Most folks just know it as the cabin.
Crafted without nails in 1810, the “one-room” cabin is the official Pinehurst welcome center and home to the Sandhills Woman’s Exchange, one of 19 remaining in the United States.
Once, there were 97 in an era when isolated farm wives could earn extra money by selling their handmade items through co-ops. Today, the Sandhills exchange is both the smallest and the only one to offer lunch, a menu of sandwiches, salads, soups and homemade desserts, served by volunteers since Jan. 15, 1957.
President Karen Lehto moved around the country with her Army husband, living in such places as Texas, New York and Hawaii before settling in Moore County. She says she feels a special kinship with the cabin because men from her own family have fought in every American conflict since the Revolution, as the cabin has stood through countless crises.
It was built at Ray’s Grist Mill just northeast of Pinehurst. After the Civil War, Archibald McKenzie bought it and used it as a kitchen. In 1895, Pinehurst founder James W. Tufts acquired it and moved it to its Azalea Road where it sits across from the Village Chapel. It became a curiosity, displaying a few old household items for his Northern guests. Former slaves lived in it, and tame deer came there to feed. In 1923, Tufts gave the vacant cabin to the newly fledged Sandhills Woman’s Exchange. The cabin is on the National Register of Historic Places, No.12 on a walking tour of Pinehurst.
Today, the cozy cabin comes with modern conveniences – electric light, heat – but the original fireplace still dominates the main room, large enough to handle 6-foot logs. Over the years, 10 more rooms have been added to house a kitchen, showroom, dining room and other nooks and crannies necessary for storage and record keeping.

Data ::
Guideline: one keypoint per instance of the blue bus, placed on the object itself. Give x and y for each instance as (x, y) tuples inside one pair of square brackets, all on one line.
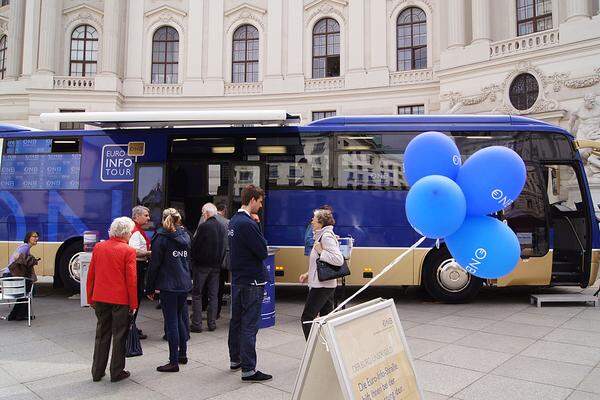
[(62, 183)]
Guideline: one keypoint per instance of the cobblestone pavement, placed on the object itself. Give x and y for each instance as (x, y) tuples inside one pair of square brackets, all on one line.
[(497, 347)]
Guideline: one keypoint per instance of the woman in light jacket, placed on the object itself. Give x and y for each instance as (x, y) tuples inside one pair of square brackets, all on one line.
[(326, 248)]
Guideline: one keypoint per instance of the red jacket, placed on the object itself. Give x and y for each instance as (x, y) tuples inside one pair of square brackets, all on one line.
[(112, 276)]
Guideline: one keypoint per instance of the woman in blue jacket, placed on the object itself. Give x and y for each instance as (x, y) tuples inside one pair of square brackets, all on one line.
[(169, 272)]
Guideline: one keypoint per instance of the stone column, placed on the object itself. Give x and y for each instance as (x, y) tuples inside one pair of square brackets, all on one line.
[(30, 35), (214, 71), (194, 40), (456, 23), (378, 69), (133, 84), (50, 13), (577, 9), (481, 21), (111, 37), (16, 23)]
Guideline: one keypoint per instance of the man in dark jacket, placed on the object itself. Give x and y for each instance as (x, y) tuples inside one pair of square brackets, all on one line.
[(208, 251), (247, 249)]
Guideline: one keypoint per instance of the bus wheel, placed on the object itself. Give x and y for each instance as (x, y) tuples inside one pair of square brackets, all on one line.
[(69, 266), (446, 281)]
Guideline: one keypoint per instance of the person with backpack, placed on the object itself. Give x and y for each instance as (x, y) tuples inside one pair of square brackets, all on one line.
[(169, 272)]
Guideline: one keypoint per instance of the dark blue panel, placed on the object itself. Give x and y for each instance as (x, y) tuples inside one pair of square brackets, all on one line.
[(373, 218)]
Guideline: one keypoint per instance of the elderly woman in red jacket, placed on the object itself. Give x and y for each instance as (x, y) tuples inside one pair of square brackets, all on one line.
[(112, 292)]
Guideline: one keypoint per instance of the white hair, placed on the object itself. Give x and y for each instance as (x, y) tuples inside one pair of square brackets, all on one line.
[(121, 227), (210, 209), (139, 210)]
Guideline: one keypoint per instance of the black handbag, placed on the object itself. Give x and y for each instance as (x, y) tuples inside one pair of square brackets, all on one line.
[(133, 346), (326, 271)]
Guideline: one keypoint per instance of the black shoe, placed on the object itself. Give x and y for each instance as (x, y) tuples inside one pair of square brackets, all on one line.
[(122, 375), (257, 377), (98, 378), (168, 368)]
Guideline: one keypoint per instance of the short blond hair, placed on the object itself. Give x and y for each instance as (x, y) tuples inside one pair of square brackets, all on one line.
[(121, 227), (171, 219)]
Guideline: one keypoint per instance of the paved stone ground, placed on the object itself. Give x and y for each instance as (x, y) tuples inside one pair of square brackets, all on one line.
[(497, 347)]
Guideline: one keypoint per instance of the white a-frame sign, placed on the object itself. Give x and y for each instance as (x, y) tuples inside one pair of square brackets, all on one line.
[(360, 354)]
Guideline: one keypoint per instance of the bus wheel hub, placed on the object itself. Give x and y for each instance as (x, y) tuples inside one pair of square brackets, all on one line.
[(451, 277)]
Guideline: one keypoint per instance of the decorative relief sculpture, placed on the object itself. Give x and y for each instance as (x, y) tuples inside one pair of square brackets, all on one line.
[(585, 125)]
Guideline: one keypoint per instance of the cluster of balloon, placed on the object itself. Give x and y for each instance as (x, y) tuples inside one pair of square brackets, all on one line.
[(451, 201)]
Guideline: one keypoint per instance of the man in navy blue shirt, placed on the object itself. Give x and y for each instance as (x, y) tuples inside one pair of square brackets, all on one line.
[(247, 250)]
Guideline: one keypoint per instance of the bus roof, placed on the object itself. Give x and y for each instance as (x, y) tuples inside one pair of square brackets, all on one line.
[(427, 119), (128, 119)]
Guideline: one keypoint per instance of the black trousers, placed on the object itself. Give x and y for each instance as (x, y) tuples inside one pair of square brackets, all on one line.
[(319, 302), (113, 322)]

Task details ::
Name every type of food on the lunch menu that the cabin text lists for the Sandhills Woman's Exchange.

Written solution ::
Sandwiches, salads, soups and homemade desserts.